What is needed → Exactly those lines that run from the one containing "I would appreciate your help locating the child" through the last line of the entries below should be printed, and no others.

Records provided →
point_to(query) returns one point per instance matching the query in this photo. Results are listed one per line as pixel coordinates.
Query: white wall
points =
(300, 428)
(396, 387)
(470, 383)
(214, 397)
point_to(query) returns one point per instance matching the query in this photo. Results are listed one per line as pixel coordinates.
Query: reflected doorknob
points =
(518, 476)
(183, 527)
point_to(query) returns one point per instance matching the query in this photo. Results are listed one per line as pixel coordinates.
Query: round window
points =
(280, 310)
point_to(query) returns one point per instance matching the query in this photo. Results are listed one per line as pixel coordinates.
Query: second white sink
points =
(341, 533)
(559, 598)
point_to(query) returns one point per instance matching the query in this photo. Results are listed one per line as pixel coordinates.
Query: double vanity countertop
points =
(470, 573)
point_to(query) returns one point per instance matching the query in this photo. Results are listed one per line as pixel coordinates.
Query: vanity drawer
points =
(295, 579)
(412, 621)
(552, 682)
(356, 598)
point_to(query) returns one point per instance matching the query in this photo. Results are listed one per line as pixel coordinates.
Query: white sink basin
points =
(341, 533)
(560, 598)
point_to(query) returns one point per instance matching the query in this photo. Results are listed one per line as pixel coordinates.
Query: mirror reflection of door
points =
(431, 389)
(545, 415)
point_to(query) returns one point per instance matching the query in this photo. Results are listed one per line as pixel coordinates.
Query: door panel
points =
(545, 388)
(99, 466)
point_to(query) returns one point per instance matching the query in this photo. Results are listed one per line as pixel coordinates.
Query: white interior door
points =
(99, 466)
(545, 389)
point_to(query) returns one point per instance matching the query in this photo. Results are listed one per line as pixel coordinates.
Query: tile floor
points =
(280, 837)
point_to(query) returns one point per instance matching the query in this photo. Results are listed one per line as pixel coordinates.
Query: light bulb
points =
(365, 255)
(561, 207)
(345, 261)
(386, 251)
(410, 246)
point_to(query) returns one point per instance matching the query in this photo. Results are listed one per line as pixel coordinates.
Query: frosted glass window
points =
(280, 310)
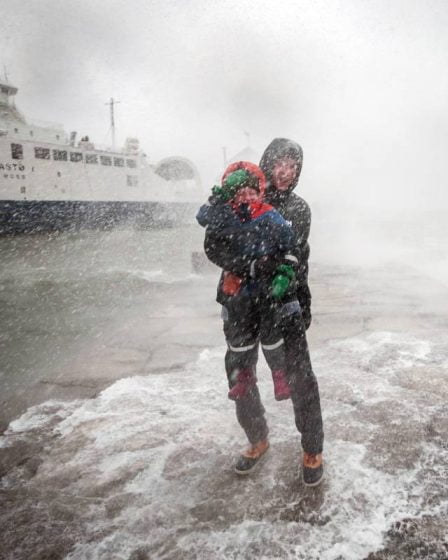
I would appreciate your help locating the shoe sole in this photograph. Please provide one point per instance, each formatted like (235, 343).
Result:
(313, 484)
(248, 471)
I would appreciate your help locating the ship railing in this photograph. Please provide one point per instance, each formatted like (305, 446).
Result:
(46, 124)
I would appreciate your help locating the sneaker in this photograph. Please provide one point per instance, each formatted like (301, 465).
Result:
(245, 380)
(247, 460)
(281, 385)
(313, 470)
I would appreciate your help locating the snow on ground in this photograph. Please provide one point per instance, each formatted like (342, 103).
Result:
(145, 469)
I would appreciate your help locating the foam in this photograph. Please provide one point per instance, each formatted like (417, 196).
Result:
(157, 451)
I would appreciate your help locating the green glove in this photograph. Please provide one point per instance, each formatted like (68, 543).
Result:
(233, 182)
(284, 275)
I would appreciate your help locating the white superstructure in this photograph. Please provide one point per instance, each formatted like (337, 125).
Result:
(42, 163)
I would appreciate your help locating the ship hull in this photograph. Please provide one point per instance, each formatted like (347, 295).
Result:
(30, 216)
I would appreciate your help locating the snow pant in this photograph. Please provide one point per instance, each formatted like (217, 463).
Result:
(281, 331)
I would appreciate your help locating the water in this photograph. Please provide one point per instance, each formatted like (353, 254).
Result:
(142, 468)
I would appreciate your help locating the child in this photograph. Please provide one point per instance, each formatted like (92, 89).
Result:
(253, 245)
(259, 255)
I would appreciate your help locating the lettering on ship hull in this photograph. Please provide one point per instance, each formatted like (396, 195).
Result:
(12, 166)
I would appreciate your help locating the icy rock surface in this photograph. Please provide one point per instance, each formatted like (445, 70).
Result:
(144, 470)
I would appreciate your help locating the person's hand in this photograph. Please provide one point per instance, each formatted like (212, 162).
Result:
(284, 277)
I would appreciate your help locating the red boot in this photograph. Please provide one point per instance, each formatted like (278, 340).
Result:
(281, 385)
(245, 380)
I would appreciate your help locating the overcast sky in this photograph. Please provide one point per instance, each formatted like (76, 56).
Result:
(361, 84)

Exercise output →
I would appreciate your help locating the child in this photograph. Please provide one point per instance, each formatted like (92, 89).
Result:
(253, 245)
(259, 255)
I would appreciate your help locating the lettering on ship hull in this photograph. Please provide one point per instance, each formatted like (396, 195).
Result:
(12, 166)
I would appreciate your help locating the icy rock surface in this photograph. Please provide one point per instance, each formatted like (445, 70).
Result:
(144, 470)
I would appreciate your help locating the person's hand in this photograph. Please provide one point per instance, each formatted like (212, 162).
Result:
(284, 277)
I would appreciate your help locating the red boot in this photograph. Please provide one point per instance, each formatted like (278, 340).
Result:
(281, 385)
(245, 380)
I would appreciate your help locating the overcast sky in this photograph. Please provide one point per instance, each formatted like (76, 56).
Result:
(361, 84)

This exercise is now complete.